> _SHORT TASK_:
Return all of the entries exactly, with nothing added or left out.

> _RECORDS TO USE_:
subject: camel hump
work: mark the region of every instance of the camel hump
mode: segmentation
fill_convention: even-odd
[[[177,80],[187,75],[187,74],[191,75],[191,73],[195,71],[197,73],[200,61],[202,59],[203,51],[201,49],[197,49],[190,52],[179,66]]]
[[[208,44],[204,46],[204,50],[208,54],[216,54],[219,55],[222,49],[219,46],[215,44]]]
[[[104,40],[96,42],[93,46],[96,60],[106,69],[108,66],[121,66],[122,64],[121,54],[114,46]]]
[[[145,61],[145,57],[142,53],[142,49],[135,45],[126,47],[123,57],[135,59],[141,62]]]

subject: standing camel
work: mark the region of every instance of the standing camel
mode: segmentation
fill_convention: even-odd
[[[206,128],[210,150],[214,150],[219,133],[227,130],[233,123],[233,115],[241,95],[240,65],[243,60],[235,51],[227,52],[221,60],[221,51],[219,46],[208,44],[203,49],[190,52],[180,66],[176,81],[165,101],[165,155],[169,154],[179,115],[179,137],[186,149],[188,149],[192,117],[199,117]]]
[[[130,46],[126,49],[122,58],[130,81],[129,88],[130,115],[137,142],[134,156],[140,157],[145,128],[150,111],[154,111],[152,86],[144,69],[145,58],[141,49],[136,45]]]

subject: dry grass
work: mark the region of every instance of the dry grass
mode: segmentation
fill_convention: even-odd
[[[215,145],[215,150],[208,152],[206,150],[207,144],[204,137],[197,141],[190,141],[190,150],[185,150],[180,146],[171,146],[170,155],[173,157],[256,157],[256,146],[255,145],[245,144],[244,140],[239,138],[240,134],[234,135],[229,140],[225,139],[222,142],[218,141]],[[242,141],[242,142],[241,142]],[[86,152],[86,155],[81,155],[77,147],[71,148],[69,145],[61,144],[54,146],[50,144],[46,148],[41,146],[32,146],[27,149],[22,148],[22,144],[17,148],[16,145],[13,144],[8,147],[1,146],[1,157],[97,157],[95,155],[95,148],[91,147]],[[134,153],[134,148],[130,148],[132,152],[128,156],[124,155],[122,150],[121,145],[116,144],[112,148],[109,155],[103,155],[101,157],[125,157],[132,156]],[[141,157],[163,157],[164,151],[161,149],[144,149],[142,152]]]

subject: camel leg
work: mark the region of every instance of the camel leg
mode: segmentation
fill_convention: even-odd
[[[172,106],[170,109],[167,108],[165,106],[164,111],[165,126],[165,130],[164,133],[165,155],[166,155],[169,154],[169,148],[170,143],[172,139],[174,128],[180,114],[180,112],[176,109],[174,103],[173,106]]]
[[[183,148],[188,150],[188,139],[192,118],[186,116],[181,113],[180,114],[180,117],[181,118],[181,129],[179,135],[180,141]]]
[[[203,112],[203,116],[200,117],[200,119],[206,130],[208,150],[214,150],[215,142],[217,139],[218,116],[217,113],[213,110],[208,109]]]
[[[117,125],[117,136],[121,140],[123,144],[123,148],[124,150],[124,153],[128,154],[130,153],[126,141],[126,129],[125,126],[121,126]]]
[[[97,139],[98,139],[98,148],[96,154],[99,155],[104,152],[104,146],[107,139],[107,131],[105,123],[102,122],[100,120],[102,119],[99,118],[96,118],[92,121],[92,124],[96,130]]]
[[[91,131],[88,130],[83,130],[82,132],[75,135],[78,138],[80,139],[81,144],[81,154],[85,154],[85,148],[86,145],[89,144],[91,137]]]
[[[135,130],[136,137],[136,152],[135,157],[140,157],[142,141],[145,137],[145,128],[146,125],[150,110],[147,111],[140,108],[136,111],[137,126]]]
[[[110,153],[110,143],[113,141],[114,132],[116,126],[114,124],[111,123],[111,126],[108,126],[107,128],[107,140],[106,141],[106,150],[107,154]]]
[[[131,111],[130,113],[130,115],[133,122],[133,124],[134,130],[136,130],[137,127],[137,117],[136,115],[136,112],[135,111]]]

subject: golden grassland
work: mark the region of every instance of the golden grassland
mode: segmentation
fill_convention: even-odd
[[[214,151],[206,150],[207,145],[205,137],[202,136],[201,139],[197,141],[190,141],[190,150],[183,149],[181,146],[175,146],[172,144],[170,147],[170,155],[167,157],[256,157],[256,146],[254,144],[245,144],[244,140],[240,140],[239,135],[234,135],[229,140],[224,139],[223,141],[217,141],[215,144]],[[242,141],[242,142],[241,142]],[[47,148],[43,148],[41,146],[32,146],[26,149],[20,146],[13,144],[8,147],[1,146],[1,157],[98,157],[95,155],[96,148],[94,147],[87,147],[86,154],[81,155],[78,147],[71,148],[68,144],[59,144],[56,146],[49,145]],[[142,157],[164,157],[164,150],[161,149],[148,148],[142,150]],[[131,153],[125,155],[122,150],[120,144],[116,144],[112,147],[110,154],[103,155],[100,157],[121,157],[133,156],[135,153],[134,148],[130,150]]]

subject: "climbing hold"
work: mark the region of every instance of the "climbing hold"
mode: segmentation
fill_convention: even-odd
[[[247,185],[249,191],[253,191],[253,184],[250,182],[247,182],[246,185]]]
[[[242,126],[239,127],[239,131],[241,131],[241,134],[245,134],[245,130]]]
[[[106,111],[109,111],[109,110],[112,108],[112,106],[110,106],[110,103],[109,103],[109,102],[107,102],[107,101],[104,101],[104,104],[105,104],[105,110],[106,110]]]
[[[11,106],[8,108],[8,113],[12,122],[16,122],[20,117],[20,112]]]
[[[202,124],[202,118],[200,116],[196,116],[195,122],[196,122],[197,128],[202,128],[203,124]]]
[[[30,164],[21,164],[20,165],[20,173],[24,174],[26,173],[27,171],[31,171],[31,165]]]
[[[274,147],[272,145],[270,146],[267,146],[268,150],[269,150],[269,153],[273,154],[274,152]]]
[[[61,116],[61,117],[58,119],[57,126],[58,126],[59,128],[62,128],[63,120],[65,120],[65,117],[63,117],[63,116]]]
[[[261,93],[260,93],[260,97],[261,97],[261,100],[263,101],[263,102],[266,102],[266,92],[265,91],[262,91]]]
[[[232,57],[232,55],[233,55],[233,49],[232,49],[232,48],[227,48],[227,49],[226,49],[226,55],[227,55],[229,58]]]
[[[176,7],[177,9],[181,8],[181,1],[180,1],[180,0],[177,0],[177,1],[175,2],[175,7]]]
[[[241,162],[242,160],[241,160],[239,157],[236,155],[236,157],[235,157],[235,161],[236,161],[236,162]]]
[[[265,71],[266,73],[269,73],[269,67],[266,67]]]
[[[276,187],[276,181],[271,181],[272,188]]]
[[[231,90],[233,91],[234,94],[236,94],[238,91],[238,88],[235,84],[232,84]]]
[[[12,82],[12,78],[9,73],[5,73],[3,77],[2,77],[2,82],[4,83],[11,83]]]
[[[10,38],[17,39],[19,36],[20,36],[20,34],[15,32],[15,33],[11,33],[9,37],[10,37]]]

> _TASK SOLUTION_:
subject: camel hump
work: mark the region of every instance of the camel hump
mode: segmentation
fill_convention: even-odd
[[[177,80],[187,75],[187,74],[191,75],[191,73],[195,71],[197,73],[200,61],[202,59],[203,51],[201,49],[197,49],[190,52],[179,66]]]
[[[208,44],[204,46],[204,50],[208,54],[216,54],[219,55],[222,49],[219,46],[215,44]]]
[[[104,40],[96,42],[93,46],[96,60],[106,69],[108,66],[121,66],[122,64],[121,54],[114,46]]]
[[[145,61],[145,57],[142,53],[142,49],[135,45],[126,47],[123,57],[135,59],[141,62]]]

subject: standing camel
work: mark the region of every instance of the standing camel
mode: segmentation
fill_convention: even-odd
[[[206,128],[210,150],[214,150],[219,133],[227,130],[233,123],[233,115],[241,95],[240,65],[243,60],[235,51],[227,52],[221,60],[221,51],[219,46],[208,44],[203,49],[190,52],[180,66],[176,81],[165,101],[165,155],[169,154],[179,115],[179,137],[186,149],[188,149],[192,117],[199,117]]]
[[[130,46],[126,49],[122,58],[130,81],[129,88],[130,115],[137,142],[134,156],[140,157],[145,128],[150,111],[154,111],[152,86],[144,69],[145,58],[141,49],[136,45]]]

subject: dry grass
work: mark the region of every instance of the dry grass
mode: segmentation
fill_convention: even-odd
[[[215,145],[215,150],[208,152],[206,150],[207,144],[204,137],[197,141],[190,141],[190,150],[185,150],[180,146],[171,146],[170,155],[173,157],[256,157],[256,146],[255,145],[245,144],[244,140],[239,138],[240,134],[234,135],[229,140],[225,139],[222,142],[218,141]],[[242,141],[242,142],[241,142]],[[86,152],[86,155],[81,155],[77,147],[71,148],[69,145],[61,144],[54,146],[50,144],[46,148],[41,146],[32,146],[27,149],[22,148],[22,144],[17,148],[16,145],[13,144],[8,147],[1,146],[1,157],[97,157],[95,155],[95,148],[91,147]],[[134,153],[134,148],[130,148],[132,152],[128,156],[124,155],[122,150],[121,145],[116,144],[112,148],[109,155],[103,155],[101,157],[125,157],[132,156]],[[141,157],[163,157],[164,151],[161,149],[144,149],[142,152]]]

subject: camel leg
work: mark the region of every instance of the camel leg
mode: segmentation
fill_convention: even-odd
[[[172,106],[170,109],[167,108],[165,106],[164,111],[165,126],[165,130],[164,133],[165,155],[166,155],[169,154],[169,148],[170,143],[172,139],[174,128],[180,114],[180,112],[176,109],[174,103],[173,106]]]
[[[183,148],[188,150],[188,139],[192,118],[186,116],[181,113],[180,114],[180,117],[181,118],[181,129],[179,135],[180,141]]]
[[[203,112],[203,116],[200,117],[200,119],[206,130],[208,150],[214,150],[215,142],[217,139],[218,116],[217,113],[213,110],[208,109]]]
[[[117,125],[117,136],[121,140],[123,144],[123,148],[124,150],[124,153],[128,154],[130,153],[126,141],[126,129],[125,126],[121,126]]]
[[[97,139],[98,139],[98,148],[96,154],[99,155],[104,152],[104,146],[107,139],[107,131],[105,123],[102,122],[100,120],[102,119],[99,118],[96,118],[92,121],[92,124],[96,130]]]
[[[91,131],[88,130],[83,130],[82,132],[75,135],[78,138],[80,139],[81,144],[81,154],[85,154],[85,148],[86,145],[89,144],[91,137]]]
[[[135,130],[136,137],[136,152],[135,157],[140,157],[142,141],[145,137],[145,128],[146,125],[150,110],[147,111],[140,108],[136,111],[137,126]]]
[[[110,153],[110,143],[113,141],[114,132],[116,126],[114,124],[111,123],[111,126],[108,126],[107,128],[107,140],[106,141],[106,150],[107,154]]]
[[[131,111],[130,113],[130,115],[133,122],[133,124],[134,130],[136,130],[137,127],[137,117],[136,115],[136,112],[135,111]]]

subject: golden grassland
work: mark the region of every instance of the golden grassland
mode: segmentation
fill_convention: even-odd
[[[214,151],[206,150],[207,145],[205,137],[202,136],[201,139],[197,141],[190,141],[190,150],[183,149],[181,146],[175,146],[172,144],[170,147],[170,155],[167,157],[256,157],[256,146],[254,144],[245,144],[244,140],[240,140],[239,135],[234,135],[229,140],[224,139],[223,141],[217,141],[215,144]],[[242,141],[242,142],[241,142]],[[47,148],[43,148],[41,146],[32,146],[26,149],[20,146],[13,144],[8,147],[1,146],[1,157],[98,157],[95,155],[96,148],[94,147],[87,147],[86,154],[81,155],[78,147],[71,148],[68,144],[59,144],[56,146],[49,145]],[[142,157],[164,157],[164,150],[161,149],[148,148],[142,150]],[[131,153],[125,155],[122,150],[120,144],[116,144],[112,147],[110,154],[103,155],[100,157],[121,157],[133,156],[135,153],[134,148],[130,150]]]

subject: "climbing hold"
work: mark the region of every instance of the "climbing hold"
mode: segmentation
fill_convention: even-odd
[[[247,185],[249,191],[253,191],[253,184],[250,182],[247,182],[246,185]]]
[[[242,126],[239,127],[239,131],[241,131],[241,134],[245,134],[245,130]]]
[[[106,111],[109,111],[109,110],[112,108],[112,106],[110,106],[110,103],[109,103],[109,102],[107,102],[107,101],[104,101],[104,104],[105,104],[105,110],[106,110]]]
[[[11,106],[8,108],[8,113],[12,122],[16,122],[20,117],[20,112]]]
[[[202,124],[202,118],[200,116],[196,116],[195,122],[196,122],[197,128],[202,128],[203,124]]]
[[[30,164],[21,164],[20,165],[20,173],[24,174],[26,173],[27,171],[31,171],[31,165]]]
[[[274,147],[272,145],[270,146],[267,146],[268,150],[269,150],[269,153],[273,154],[274,152]]]
[[[61,116],[61,117],[58,119],[57,126],[58,126],[59,128],[62,128],[63,120],[65,120],[65,117],[63,117],[63,116]]]
[[[261,93],[260,93],[260,97],[261,97],[261,100],[263,101],[263,102],[266,102],[266,92],[265,91],[262,91]]]
[[[232,57],[232,55],[233,55],[233,49],[232,49],[232,48],[227,48],[227,49],[226,49],[226,55],[227,55],[229,58]]]
[[[176,7],[177,9],[181,8],[181,1],[180,1],[180,0],[177,0],[177,1],[175,2],[175,7]]]
[[[241,162],[242,160],[241,160],[239,157],[236,155],[236,157],[235,157],[235,161],[236,161],[236,162]]]
[[[265,71],[266,73],[269,73],[269,67],[266,67]]]
[[[276,187],[276,181],[271,181],[272,188]]]
[[[231,90],[233,91],[234,94],[236,94],[238,91],[238,88],[235,84],[232,84]]]
[[[12,82],[12,78],[9,73],[5,73],[3,77],[2,77],[2,82],[4,83],[11,83]]]
[[[10,38],[17,39],[19,36],[20,36],[20,34],[15,32],[15,33],[11,33],[9,37],[10,37]]]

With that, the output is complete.